### TASK DIRECTIONS
Only the lines from the line holding "key, integer pixels" through the final line of the entries below are to be returned, exactly as they stand.

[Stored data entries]
⁂

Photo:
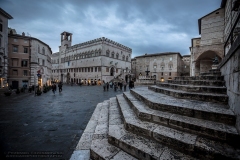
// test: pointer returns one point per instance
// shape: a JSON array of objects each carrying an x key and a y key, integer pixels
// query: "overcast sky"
[{"x": 146, "y": 26}]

⁂

### WRITTEN RESPONSE
// shape: a JSON array of objects each carrying an x key and a y key, integer pixels
// query: "overcast sky"
[{"x": 146, "y": 26}]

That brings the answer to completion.